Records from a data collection

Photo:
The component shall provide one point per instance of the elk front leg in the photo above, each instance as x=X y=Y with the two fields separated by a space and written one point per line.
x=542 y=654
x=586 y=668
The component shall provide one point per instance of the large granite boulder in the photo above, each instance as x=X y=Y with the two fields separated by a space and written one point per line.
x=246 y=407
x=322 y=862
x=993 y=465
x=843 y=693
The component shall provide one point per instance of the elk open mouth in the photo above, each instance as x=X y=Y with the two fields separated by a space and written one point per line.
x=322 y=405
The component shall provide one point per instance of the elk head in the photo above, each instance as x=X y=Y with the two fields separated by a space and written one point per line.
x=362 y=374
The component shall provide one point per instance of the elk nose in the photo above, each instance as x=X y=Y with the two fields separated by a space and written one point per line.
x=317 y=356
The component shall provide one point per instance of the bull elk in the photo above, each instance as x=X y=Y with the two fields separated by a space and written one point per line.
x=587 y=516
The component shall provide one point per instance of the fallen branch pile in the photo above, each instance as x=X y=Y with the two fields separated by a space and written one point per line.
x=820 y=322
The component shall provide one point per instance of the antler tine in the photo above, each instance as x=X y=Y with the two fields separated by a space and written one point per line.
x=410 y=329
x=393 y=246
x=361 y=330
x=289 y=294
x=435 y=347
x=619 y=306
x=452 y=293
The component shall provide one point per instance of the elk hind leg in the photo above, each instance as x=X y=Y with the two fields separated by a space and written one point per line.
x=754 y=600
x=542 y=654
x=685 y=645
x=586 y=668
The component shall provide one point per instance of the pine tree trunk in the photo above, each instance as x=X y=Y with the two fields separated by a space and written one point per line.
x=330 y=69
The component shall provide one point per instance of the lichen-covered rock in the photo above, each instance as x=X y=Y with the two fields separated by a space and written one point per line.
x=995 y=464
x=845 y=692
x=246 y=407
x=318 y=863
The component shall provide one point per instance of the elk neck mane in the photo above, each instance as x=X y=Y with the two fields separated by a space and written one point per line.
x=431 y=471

### Your goal
Go back to the data above and please quote exactly, and only, the lines from the line with "of the lichen-covered" through its last line.

### Result of the task
The component shall provide one point per instance of the lichen-covered rock in the photo above, each instance as x=X y=Y with the two fields separated by a space and written one point per line.
x=995 y=464
x=845 y=692
x=246 y=407
x=318 y=863
The component shall provide one point per instance of the elk neck mane in the photo above, each instance as x=X y=Y with the two fields separated by a space and written one point per line.
x=431 y=471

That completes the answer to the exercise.